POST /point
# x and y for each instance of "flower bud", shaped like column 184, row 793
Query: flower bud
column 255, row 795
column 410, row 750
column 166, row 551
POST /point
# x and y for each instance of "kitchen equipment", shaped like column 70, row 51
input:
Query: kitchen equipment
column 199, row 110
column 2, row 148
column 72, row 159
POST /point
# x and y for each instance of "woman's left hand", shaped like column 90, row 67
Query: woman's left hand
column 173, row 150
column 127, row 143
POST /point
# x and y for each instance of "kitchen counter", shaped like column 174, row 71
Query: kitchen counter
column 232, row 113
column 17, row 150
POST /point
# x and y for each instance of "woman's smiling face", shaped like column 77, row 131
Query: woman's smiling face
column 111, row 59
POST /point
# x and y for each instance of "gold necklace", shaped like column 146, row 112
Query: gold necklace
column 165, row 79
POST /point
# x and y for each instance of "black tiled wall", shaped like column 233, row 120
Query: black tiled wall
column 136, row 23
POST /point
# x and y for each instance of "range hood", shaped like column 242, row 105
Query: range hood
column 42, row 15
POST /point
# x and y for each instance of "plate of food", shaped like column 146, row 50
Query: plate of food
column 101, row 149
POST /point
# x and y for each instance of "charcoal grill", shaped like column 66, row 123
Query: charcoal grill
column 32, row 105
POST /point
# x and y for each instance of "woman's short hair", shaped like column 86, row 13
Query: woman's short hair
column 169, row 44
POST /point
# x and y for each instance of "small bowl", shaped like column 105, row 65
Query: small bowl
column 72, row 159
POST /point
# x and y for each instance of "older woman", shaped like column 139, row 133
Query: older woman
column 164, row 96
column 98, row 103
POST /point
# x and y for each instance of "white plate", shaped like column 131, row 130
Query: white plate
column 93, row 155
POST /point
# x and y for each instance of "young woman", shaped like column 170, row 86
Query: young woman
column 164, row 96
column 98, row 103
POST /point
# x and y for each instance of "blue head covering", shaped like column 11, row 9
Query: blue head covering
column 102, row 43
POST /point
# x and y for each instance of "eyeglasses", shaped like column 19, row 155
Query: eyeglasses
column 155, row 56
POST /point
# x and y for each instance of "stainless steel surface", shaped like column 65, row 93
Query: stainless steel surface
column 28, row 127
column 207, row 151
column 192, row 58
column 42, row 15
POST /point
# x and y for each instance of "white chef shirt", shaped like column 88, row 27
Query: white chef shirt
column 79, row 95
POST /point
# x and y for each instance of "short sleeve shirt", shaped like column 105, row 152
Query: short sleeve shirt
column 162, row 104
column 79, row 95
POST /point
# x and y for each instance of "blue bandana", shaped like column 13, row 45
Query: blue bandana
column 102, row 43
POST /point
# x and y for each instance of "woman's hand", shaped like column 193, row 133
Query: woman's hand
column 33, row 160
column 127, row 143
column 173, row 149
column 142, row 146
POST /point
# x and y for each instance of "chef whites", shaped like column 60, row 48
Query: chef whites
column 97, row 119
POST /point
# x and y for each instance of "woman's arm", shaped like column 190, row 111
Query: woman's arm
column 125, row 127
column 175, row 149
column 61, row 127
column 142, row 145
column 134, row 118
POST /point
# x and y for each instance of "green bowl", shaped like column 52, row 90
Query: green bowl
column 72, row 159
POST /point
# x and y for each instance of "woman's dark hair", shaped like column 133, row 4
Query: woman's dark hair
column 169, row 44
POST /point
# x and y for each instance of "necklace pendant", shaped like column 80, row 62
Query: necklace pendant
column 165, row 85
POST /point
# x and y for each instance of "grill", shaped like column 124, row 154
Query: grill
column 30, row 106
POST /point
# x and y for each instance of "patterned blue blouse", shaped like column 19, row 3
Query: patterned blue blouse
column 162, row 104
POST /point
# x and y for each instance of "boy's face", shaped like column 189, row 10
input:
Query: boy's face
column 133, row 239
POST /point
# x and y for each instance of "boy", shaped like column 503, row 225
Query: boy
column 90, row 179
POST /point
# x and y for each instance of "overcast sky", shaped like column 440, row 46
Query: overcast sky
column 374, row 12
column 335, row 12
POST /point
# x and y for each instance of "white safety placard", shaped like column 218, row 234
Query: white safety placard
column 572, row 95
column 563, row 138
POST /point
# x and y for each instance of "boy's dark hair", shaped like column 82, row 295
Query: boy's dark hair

——

**PROBLEM**
Give the entries again exactly, every one.

**TASK OUTPUT**
POST /point
# x and y for each instance of "flower bud", shaped like column 184, row 793
Query: flower bud
column 255, row 795
column 410, row 750
column 166, row 551
POST /point
# x and y for each instance of "kitchen equipment", shaped like column 70, row 51
input:
Query: kitchen equipment
column 199, row 110
column 2, row 148
column 72, row 159
POST /point
# x and y for each instance of "woman's left hand", shaped like column 90, row 67
Query: woman's left hand
column 173, row 150
column 127, row 143
POST /point
# x and y for each instance of "kitchen counter", shaped like column 174, row 71
Query: kitchen counter
column 232, row 113
column 17, row 150
POST /point
# x and y for each instance of "woman's smiling face", shaped like column 77, row 131
Query: woman's smiling face
column 111, row 59
POST /point
# x and y for each instance of "gold necklace", shaped like column 146, row 112
Query: gold necklace
column 165, row 79
POST /point
# x and y for each instance of "black tiled wall", shaped like column 233, row 120
Query: black tiled wall
column 136, row 23
POST /point
# x and y for each instance of "range hood", shaped like column 242, row 105
Query: range hood
column 42, row 15
POST /point
# x and y for each instance of "plate of food", shaped like column 146, row 50
Query: plate of food
column 101, row 149
POST /point
# x and y for each instance of "charcoal grill", shaped like column 66, row 123
Query: charcoal grill
column 32, row 105
POST /point
# x and y for each instance of "woman's short hair", shaped like column 86, row 13
Query: woman's short hair
column 169, row 44
POST /point
# x and y for each instance of "small bowl", shaped like column 105, row 65
Query: small bowl
column 72, row 159
POST /point
# x and y for each instance of "older woman", shaped like column 139, row 133
Query: older woman
column 164, row 96
column 98, row 103
POST /point
# x and y for each instance of "white plate", shaped like column 131, row 130
Query: white plate
column 93, row 155
POST /point
# x and y for each instance of "young woman", shaped like column 170, row 86
Query: young woman
column 164, row 96
column 98, row 103
POST /point
# x and y for each instance of "blue head covering", shaped like column 11, row 9
Query: blue head covering
column 102, row 43
POST /point
# x and y for each instance of "eyeglasses", shaped like column 19, row 155
Query: eyeglasses
column 155, row 56
POST /point
# x and y for each instance of "stainless steel surface", shaped like column 65, row 93
Query: stainless steel surface
column 28, row 127
column 207, row 151
column 192, row 58
column 42, row 15
POST /point
# x and y for each instance of "white chef shirt", shaped like column 88, row 27
Query: white chef shirt
column 79, row 95
POST /point
# x and y for each instance of "short sleeve shirt", shaped like column 105, row 152
Query: short sleeve shirt
column 162, row 104
column 79, row 95
POST /point
# x and y for each instance of "blue bandana", shaped like column 13, row 45
Query: blue bandana
column 102, row 43
POST /point
# x and y for each instance of "woman's hand", shaped like column 193, row 133
Query: woman's hand
column 33, row 160
column 127, row 143
column 173, row 149
column 142, row 146
POST /point
# x and y for each instance of "chef whites", shaped like column 60, row 48
Query: chef whites
column 97, row 119
POST /point
# x and y for each instance of "woman's arm", shaped like column 190, row 111
Query: woman's arm
column 125, row 127
column 175, row 149
column 61, row 127
column 142, row 145
column 134, row 118
POST /point
# x and y for each instance of "green bowl", shaped like column 52, row 90
Query: green bowl
column 72, row 159
POST /point
# x and y for each instance of "woman's dark hair", shaped like column 133, row 4
Query: woman's dark hair
column 169, row 44
POST /point
# x and y for each instance of "necklace pendant", shaped like column 80, row 62
Query: necklace pendant
column 165, row 85
POST /point
# x and y for each instance of "grill", shaped like column 124, row 154
Query: grill
column 30, row 106
POST /point
# x and y for each instance of "patterned blue blouse", shaped like column 19, row 3
Query: patterned blue blouse
column 162, row 104
POST /point
# x and y for each instance of "boy's face", shaped like column 189, row 10
input:
Query: boy's face
column 133, row 239
POST /point
# x and y for each instance of "boy", shaped like column 503, row 225
Query: boy
column 90, row 179
POST /point
# x and y for each instance of "overcast sky", shaped like column 440, row 46
Query: overcast sky
column 374, row 12
column 335, row 12
POST /point
# x and y for each instance of "white safety placard", shaped like column 218, row 234
Query: white safety placard
column 572, row 95
column 563, row 138
POST /point
# x and y for each instance of "boy's dark hair", shaped like column 82, row 295
Query: boy's dark hair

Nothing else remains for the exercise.